● **PROBLEM STATEMENT**
Print the lines that run from the line with "Target: flat screen tv" to the line with "Target: decorative object on table", keeping both end lines, exactly as they appear in the entries below, and nothing else.

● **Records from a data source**
== Segment start ==

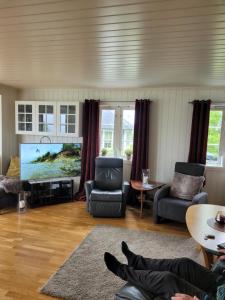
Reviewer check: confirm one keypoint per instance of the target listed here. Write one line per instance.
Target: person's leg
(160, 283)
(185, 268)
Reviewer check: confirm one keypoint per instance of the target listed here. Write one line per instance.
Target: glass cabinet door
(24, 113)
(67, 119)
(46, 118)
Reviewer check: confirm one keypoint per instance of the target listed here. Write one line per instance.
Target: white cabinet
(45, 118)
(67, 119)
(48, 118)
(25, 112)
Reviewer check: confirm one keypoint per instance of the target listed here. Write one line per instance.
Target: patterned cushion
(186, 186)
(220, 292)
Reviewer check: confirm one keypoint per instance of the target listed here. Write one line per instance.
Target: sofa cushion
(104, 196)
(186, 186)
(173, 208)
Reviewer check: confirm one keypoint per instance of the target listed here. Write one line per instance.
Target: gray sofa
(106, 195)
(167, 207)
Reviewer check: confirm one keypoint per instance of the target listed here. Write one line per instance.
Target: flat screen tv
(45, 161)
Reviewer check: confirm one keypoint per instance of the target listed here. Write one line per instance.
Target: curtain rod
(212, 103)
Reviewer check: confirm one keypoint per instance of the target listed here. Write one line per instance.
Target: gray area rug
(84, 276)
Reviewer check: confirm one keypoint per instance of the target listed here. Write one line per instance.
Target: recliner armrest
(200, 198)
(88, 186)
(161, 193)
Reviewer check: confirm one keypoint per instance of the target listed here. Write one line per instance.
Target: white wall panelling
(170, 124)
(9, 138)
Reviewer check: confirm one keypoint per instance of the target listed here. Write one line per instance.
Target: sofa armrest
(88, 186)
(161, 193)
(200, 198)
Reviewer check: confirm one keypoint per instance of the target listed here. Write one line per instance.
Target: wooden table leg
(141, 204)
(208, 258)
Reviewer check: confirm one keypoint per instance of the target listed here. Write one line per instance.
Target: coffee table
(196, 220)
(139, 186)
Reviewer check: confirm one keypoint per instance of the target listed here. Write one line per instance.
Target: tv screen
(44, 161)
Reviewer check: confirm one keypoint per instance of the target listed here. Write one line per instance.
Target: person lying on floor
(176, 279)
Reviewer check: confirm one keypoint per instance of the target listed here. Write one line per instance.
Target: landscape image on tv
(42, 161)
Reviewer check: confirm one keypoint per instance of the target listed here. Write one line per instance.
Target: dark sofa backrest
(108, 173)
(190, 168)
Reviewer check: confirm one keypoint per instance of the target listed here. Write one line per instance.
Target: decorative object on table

== Segment end ==
== Segment start ==

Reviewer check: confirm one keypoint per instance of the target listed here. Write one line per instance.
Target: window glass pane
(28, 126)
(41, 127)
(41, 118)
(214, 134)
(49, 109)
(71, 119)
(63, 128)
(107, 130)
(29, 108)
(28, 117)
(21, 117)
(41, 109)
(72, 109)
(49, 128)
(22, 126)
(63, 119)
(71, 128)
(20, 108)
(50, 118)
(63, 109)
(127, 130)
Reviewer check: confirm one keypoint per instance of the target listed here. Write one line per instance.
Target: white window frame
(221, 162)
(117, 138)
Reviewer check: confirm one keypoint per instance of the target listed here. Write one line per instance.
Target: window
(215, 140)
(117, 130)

== Segment end ==

● **EXERCISE RESULT**
Target: flat screen tv
(45, 161)
Reviewer check: confirm one keypoint per instance of the target listed here. Write one line per instance.
Target: curtain rod
(212, 103)
Reviewer check: confirm one keypoint per instance of the target listed here. Write one line per instance.
Target: gray area rug
(84, 276)
Reviewer check: confirm one keypoint per instance of the target listed here. Write one line per instance.
Target: recliner armrest
(200, 198)
(88, 186)
(161, 193)
Reviewer check: confirm one keypoint per instance of the target listed here. Write one line per instance.
Target: white wall panelling
(170, 124)
(9, 138)
Reviewer check: confirm one keypoint per instance of the target listed here. Write one line per instance.
Target: sofa armrest
(88, 186)
(161, 193)
(200, 198)
Reviewer check: confirm one keypoint per instance of the target listed here. Write one line per instance.
Target: wooden table leg
(141, 204)
(208, 258)
Reviewer check: confirm one keypoint per instance of the target listed here. Write one line per instance.
Target: coffee table
(196, 220)
(139, 186)
Reviewer check: confirm one keypoint per instance of the target listed here. Write one line per instance.
Target: tv screen
(44, 161)
Reviewer check: confirm one keypoint per instance of the target listed here. Write one line per instance.
Target: person lying on floor
(176, 279)
Reviewer check: confirm one keypoint per instance of the target listed here. Write one line per instance.
Target: landscape image on tv
(42, 161)
Reviewer check: confirm one keypoint per instance of the target listed here. Write one line per instance.
Target: dark sofa backrest
(108, 173)
(190, 168)
Reviewer check: confirm one keypoint per instance of the target listed here. Write one line per instance.
Target: decorative object on table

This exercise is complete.